_STATED GOAL A:_ List every person whom the extract on Kazakhstan's opposition describes with the word "former," along with the title the text gives each of them.

··········

Key opposition leaders, who are all former allies and top officials of Nazarbayev, have not fared well. Former Energy Minister Mukhtar Ablyazov was jailed in 2002 for embezzlement and misuse of state funds. A year earlier former Prime Minister Akezhan Kazhegeldin, who played a crucial role in liberal economic reform, was forced into exile and tried in absentia for financial abuses, was sentenced to 10 years and had his property confiscated. Last November, Zamanbek Nurkadilov, a former regional Governor and Emergencies Minister who had become a strong critic of Nazarbayev and opposition leader, was found dead from multiple gunshot wounds. The official inquiry said it was suicide. However, people still wonder how he could have managed to inflict several mortal wounds on himself and then shoot himself in the back of the head.

The opposition sustained a serious blow last February when its key leader, Altynbek Sarsenbayev — who had been Nazarbayev's Information Minister, secretary of the Security Council, and ambassador to Moscow — and two associates were murdered by a group of officers belonging to the National Security Committee (KNB), heir to the Soviet-era KGB. Late last month, a court found Yerzhan Utembayev, the former Senate chief of staff, guilty of putting out the contract on Sarsenbayev "for reasons of personal enmity," and sentenced him to 20 years. Nine others received sentences ranging from three years to life for complicity in the murder.

Hoping to slowly add more democratic elements to a system that now rejects them, analyst Asylbek Bisenbayev suggests holding transparent elections at the local level, and gradually expanding them to regional and national bodies. Right now, however, the trend is in the opposite direction: district and town heads to be selected next month will be nominated by regional governors and elected by local legislators, rather than nominated by the people and elected through universal suffrage. And this democratic deficit has big repercussions, even according to the President's own daughter. "Launching a more sophisticated and competitive economy requires a much freer political system," concludes Dariga Nazarbayeva. Without it, Kazakhstan will remain, for all its achievements, a raw-materials export economy, shored up by high oil prices.

For now, Papa remains firmly in charge, and has little incentive to change. Might Bush give him a lecture in democracy this week? An administration official insists that the White House wants Kazakhstan to "accelerate itself down the path of democracy." But Nazarbayev seems more interested in the prestige value of his meeting. "We're now a key ally of the United States in Central Asia," said Nazarbayev in 2004, when Bush sent him a letter of gratitude for "Kazakhstan's continued assistance in the war on terror." Kazakhstan's abundant oil, political stability, and a foreign policy friendly to the West outweigh its human-rights and democratic shortcomings, and will ensure that Nazarbayev's visit to the U.S. is largely a friendly one.

··········

_STATED GOAL B:_ From the records, output the lines starting at the one that contains "In the photo above, where can the green plant" and ending at the one that contains "point(153, 216)", with both of those lines included.

_Part of a data file:_
··········

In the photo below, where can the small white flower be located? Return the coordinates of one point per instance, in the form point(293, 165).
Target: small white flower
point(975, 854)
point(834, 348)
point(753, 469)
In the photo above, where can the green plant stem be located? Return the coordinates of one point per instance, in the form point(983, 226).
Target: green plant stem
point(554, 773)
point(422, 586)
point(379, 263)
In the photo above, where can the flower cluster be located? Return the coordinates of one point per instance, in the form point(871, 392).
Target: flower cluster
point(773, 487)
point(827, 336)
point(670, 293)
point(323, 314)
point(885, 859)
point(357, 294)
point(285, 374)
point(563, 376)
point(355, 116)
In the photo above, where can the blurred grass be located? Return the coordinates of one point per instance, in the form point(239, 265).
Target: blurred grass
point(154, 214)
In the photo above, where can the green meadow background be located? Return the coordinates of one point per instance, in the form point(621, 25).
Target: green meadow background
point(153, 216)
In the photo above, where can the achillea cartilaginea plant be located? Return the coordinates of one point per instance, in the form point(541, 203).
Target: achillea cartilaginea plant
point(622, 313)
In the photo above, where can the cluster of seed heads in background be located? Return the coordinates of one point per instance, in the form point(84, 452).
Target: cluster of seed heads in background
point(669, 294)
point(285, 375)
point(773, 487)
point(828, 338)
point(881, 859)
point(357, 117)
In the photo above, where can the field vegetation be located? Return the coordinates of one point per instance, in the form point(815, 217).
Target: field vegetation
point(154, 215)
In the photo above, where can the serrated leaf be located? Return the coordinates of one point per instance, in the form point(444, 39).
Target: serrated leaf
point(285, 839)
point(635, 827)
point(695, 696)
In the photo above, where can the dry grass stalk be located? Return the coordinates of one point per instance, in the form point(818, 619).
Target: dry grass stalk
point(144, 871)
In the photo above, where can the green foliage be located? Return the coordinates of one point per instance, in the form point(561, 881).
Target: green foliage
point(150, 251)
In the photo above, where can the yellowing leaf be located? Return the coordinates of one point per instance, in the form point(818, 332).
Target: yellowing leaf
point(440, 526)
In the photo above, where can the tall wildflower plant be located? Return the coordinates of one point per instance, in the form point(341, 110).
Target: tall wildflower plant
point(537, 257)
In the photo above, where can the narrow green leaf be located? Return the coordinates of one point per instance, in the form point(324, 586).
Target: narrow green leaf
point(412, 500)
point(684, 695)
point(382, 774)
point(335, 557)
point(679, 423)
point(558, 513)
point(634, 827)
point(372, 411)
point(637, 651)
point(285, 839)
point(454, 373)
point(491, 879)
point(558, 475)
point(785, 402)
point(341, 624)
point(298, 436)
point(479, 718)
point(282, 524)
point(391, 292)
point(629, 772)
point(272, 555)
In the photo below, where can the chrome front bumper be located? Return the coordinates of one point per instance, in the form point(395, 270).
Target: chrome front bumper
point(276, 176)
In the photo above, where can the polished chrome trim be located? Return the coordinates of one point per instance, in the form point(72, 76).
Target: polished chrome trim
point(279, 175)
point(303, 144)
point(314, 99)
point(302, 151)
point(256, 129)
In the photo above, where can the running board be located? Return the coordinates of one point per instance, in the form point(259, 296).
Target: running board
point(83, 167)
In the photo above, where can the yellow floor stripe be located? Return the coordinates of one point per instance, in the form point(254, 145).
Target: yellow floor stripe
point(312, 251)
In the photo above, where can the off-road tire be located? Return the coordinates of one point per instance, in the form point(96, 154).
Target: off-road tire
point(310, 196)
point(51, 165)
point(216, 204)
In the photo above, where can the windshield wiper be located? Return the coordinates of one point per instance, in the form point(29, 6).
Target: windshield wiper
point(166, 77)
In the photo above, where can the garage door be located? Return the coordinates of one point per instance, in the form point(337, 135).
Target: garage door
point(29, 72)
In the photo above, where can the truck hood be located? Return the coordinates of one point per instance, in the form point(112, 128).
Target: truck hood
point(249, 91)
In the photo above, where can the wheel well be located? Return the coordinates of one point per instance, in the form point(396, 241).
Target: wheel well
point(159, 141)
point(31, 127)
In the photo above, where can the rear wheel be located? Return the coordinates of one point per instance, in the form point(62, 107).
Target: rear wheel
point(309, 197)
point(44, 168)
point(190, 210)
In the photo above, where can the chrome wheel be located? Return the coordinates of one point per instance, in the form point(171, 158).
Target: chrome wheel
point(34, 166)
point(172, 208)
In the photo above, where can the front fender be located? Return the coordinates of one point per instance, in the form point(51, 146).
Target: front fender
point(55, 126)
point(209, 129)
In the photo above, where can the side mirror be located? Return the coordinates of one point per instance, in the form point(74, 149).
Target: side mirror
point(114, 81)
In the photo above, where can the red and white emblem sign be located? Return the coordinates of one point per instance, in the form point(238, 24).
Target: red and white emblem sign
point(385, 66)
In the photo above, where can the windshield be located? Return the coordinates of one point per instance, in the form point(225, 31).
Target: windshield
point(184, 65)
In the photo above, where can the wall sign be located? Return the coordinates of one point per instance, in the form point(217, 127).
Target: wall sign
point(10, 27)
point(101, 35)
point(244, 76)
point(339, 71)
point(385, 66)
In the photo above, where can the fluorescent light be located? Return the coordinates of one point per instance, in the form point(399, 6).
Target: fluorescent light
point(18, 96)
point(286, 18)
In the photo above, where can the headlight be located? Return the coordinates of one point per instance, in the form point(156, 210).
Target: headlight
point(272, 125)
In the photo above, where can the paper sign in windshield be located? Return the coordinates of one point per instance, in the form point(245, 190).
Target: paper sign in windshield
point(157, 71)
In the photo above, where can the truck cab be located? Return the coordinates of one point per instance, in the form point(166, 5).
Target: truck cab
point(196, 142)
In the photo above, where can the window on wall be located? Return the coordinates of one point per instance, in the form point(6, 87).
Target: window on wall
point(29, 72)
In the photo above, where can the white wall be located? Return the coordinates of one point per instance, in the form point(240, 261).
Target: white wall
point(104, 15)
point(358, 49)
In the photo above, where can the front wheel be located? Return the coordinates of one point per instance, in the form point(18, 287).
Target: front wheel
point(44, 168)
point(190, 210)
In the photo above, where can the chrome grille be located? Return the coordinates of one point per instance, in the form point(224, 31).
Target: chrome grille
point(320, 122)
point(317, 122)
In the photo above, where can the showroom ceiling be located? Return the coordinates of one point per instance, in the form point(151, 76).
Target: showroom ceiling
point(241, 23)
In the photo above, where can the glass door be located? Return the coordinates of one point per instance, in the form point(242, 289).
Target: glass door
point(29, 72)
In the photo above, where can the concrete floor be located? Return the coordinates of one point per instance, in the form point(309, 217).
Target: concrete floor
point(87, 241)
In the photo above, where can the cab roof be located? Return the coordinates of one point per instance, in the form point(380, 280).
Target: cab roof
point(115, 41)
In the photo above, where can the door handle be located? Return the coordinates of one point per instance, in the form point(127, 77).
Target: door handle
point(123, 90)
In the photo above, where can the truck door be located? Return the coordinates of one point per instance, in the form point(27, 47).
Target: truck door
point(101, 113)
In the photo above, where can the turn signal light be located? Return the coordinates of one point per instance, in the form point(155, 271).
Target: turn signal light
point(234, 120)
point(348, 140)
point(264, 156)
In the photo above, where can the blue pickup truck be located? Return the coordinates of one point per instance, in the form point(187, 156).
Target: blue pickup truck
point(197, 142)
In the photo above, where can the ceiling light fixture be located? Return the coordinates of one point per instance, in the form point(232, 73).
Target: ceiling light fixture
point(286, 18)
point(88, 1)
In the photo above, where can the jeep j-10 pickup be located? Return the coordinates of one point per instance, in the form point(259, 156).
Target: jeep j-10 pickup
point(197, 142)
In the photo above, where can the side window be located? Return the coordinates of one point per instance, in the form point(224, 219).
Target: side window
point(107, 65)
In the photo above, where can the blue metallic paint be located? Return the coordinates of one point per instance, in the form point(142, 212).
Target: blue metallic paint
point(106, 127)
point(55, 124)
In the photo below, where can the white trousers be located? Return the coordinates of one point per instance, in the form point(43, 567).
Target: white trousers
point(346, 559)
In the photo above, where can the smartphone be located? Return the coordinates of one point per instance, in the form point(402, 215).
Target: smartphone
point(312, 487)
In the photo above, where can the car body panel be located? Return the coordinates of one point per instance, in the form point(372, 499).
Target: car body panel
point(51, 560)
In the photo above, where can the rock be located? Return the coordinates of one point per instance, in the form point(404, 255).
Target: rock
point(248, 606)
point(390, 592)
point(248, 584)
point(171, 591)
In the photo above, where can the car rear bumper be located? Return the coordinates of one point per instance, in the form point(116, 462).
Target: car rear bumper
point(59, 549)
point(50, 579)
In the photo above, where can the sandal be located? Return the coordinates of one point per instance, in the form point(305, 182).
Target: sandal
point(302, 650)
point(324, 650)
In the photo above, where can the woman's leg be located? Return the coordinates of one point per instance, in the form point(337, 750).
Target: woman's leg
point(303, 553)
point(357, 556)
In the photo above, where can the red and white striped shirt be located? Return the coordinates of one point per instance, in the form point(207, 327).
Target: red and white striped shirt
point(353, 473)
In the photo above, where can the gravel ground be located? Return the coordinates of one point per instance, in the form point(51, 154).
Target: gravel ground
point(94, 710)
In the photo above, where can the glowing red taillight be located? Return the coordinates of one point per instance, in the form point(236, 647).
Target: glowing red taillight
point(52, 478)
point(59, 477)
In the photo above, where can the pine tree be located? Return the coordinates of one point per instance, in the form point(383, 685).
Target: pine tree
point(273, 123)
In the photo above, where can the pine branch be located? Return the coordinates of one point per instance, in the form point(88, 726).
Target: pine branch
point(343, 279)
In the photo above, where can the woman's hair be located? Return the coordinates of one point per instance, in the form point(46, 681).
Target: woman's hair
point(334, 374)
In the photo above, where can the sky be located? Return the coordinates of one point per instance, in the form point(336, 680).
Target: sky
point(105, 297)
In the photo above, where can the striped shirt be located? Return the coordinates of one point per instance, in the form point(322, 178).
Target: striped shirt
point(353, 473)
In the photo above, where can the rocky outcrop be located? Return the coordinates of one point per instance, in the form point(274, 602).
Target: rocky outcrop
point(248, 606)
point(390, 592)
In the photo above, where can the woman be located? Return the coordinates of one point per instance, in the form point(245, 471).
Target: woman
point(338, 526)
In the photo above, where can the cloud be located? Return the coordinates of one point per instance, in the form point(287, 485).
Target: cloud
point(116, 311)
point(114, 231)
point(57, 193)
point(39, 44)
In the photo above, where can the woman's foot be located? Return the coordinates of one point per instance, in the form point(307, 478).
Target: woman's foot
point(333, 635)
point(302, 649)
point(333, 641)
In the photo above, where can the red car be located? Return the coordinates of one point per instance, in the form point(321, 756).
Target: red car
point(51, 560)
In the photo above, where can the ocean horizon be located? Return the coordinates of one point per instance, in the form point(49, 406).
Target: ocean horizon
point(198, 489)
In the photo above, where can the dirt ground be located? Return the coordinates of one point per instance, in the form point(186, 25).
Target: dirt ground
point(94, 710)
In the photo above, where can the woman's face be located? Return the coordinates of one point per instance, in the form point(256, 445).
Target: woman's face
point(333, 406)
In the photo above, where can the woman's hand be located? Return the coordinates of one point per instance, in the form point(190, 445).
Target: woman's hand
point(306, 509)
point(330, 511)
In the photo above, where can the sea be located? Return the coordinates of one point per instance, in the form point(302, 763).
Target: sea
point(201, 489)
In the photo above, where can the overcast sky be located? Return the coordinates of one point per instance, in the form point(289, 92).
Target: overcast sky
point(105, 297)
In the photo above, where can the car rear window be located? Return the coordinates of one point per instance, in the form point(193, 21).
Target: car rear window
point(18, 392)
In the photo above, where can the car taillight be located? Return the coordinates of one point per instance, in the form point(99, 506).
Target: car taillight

··········

_FINAL ANSWER A:_
- Mukhtar Ablyazov: former Energy Minister
- Akezhan Kazhegeldin: former Prime Minister
- Zamanbek Nurkadilov: a former regional Governor and Emergencies Minister
- Yerzhan Utembayev: the former Senate chief of staff

_FINAL ANSWER B:_
In the photo above, where can the green plant stem be located? Return the coordinates of one point per instance, in the form point(983, 226).
Target: green plant stem
point(554, 773)
point(422, 586)
point(379, 263)
In the photo above, where can the flower cluster be located? Return the coordinates of one point per instance, in the form point(871, 392).
Target: flower cluster
point(773, 487)
point(827, 336)
point(670, 293)
point(323, 314)
point(885, 859)
point(357, 294)
point(285, 374)
point(563, 376)
point(355, 116)
In the photo above, where can the blurred grass be located? Return the coordinates of one point per instance, in the form point(239, 265).
Target: blurred grass
point(154, 214)
In the photo above, where can the green meadow background be located? Return the coordinates of one point per instance, in the form point(621, 25).
Target: green meadow background
point(153, 216)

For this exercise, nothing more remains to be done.